■ PROBLEM STATEMENT: Copy out again the part of the material that opens with the line containing "Practice step: put a point on each instance of the coat" and closes with the line containing "(1285, 464)", including both of those lines.

■ AVAILABLE DATA:

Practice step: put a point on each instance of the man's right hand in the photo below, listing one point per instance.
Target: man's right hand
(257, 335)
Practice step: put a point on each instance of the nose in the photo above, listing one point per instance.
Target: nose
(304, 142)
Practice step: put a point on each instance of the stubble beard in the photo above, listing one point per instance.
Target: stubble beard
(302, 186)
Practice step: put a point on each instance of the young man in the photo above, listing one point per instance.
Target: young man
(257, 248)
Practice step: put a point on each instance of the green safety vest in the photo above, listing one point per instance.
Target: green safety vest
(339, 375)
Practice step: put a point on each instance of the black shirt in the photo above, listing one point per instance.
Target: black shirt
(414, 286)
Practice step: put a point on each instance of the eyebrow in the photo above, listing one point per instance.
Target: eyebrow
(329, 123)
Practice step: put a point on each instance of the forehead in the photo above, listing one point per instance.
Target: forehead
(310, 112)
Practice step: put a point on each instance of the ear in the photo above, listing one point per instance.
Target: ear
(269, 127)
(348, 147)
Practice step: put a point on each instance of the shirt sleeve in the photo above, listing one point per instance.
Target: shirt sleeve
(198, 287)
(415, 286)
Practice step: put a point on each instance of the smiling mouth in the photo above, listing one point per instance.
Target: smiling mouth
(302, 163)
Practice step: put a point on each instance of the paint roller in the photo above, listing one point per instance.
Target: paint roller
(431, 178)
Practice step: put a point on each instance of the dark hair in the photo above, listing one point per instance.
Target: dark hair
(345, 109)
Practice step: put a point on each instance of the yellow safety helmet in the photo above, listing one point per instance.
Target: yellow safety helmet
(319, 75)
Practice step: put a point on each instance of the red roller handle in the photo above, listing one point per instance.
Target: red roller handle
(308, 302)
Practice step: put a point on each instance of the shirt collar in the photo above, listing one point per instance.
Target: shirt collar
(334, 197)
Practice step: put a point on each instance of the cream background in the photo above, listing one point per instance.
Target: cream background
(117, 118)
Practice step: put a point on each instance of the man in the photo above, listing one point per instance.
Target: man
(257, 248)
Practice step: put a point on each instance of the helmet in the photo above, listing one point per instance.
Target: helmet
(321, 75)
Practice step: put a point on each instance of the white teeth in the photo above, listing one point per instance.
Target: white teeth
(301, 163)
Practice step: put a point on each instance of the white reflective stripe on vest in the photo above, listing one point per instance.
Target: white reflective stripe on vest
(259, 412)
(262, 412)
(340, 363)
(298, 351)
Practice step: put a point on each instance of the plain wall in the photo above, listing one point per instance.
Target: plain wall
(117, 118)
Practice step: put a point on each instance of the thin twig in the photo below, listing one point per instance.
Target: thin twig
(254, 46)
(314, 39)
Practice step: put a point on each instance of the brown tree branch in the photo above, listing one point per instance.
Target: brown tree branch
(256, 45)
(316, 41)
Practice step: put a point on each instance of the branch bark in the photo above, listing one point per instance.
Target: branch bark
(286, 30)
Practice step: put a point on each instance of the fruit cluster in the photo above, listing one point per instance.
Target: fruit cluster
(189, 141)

==

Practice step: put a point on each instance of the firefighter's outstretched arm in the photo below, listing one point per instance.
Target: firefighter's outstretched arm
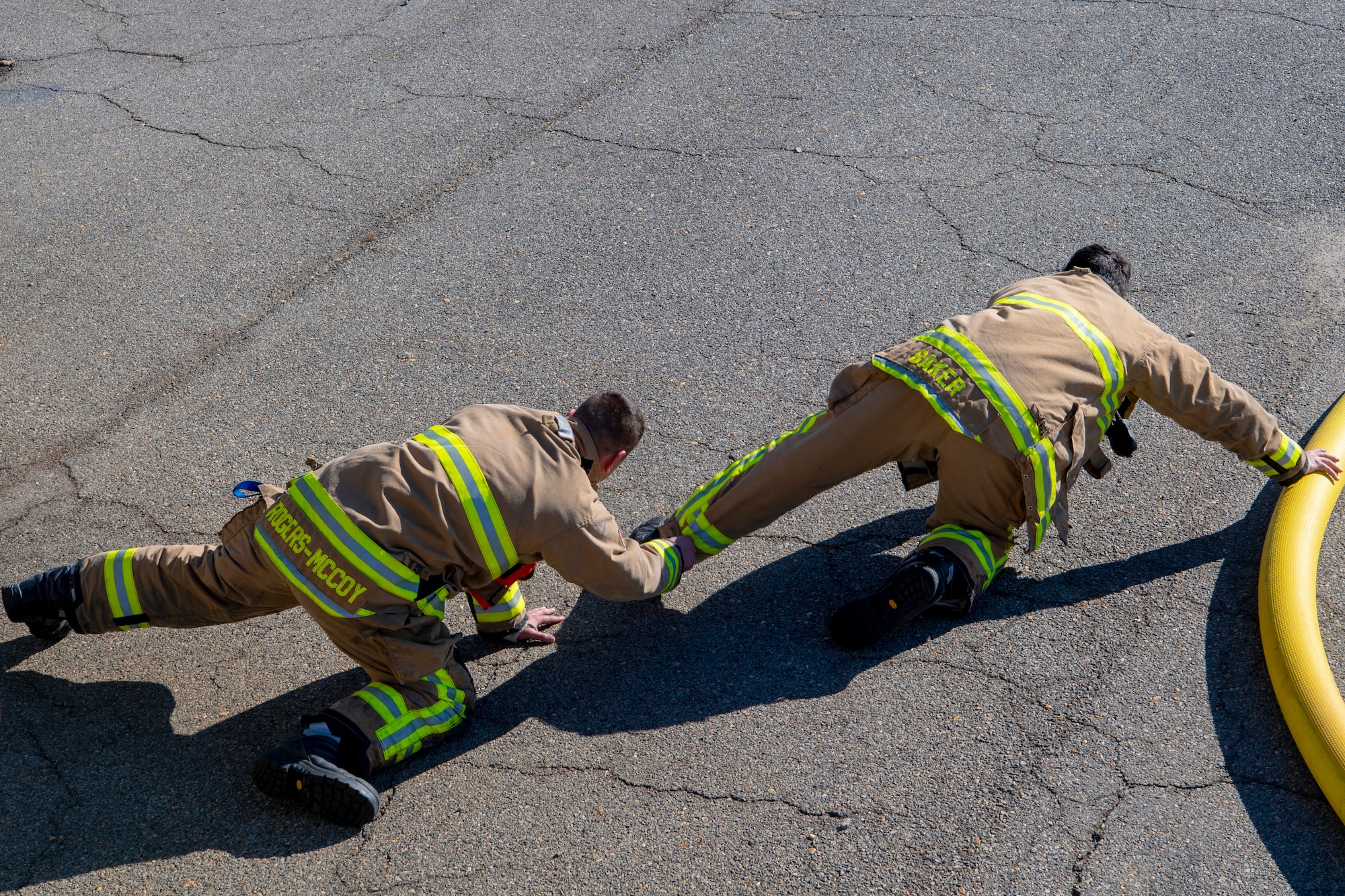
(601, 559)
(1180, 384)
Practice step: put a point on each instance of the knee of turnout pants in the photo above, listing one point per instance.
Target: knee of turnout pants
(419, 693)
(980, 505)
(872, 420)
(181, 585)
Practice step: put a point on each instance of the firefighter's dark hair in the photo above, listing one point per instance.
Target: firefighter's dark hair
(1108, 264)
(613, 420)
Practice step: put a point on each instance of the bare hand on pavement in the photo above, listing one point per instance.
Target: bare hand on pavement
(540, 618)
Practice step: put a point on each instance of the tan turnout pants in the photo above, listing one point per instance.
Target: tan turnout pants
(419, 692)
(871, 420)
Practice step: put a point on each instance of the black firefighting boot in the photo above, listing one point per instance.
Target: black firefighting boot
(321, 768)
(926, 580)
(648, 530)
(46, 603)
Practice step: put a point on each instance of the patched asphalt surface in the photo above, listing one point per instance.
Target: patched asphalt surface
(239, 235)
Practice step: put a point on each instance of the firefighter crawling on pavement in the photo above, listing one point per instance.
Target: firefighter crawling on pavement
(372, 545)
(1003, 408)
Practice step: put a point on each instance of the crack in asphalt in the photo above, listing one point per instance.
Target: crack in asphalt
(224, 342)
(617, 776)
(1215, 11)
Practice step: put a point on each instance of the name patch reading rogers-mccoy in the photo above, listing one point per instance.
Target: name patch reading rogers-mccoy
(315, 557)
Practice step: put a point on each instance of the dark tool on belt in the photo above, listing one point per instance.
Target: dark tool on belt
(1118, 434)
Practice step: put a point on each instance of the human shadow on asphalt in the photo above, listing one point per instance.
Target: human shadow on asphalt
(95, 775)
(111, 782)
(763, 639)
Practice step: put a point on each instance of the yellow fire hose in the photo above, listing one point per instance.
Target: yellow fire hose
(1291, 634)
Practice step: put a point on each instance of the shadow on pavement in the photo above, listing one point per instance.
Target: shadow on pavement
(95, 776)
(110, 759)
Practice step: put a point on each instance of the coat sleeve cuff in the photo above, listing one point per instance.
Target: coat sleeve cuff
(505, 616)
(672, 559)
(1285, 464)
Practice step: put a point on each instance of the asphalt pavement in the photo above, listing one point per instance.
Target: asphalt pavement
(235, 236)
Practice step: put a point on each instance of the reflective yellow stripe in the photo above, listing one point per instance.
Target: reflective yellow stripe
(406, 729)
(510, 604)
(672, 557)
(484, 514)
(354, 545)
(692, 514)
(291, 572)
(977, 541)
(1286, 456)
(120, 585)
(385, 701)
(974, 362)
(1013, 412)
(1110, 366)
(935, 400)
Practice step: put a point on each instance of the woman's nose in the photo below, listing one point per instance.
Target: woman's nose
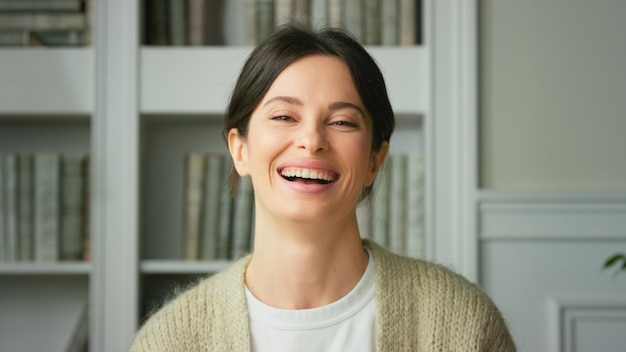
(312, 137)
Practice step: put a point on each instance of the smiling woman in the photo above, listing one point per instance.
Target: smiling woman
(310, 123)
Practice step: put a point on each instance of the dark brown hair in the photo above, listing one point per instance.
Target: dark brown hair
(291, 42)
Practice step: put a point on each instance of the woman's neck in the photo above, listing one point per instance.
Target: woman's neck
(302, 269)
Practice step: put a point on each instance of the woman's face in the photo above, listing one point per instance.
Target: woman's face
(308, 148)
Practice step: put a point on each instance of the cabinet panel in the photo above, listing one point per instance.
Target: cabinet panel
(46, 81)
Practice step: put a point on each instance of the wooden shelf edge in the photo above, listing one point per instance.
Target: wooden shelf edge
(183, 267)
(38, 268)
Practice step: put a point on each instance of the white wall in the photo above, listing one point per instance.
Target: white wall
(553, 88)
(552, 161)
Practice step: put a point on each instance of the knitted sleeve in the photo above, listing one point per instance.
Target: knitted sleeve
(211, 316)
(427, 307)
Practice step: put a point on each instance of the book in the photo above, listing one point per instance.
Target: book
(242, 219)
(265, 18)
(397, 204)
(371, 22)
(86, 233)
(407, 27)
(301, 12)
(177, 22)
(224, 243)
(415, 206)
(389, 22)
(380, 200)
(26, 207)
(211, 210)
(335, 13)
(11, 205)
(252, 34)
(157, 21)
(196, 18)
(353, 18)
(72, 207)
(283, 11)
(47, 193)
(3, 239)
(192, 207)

■ CORRECT RESULT:
Practice step: put a point on each instance of the coat sleeve cuff in the photo above, listing one point per instance.
Target: coat sleeve cuff
(505, 616)
(672, 559)
(1285, 464)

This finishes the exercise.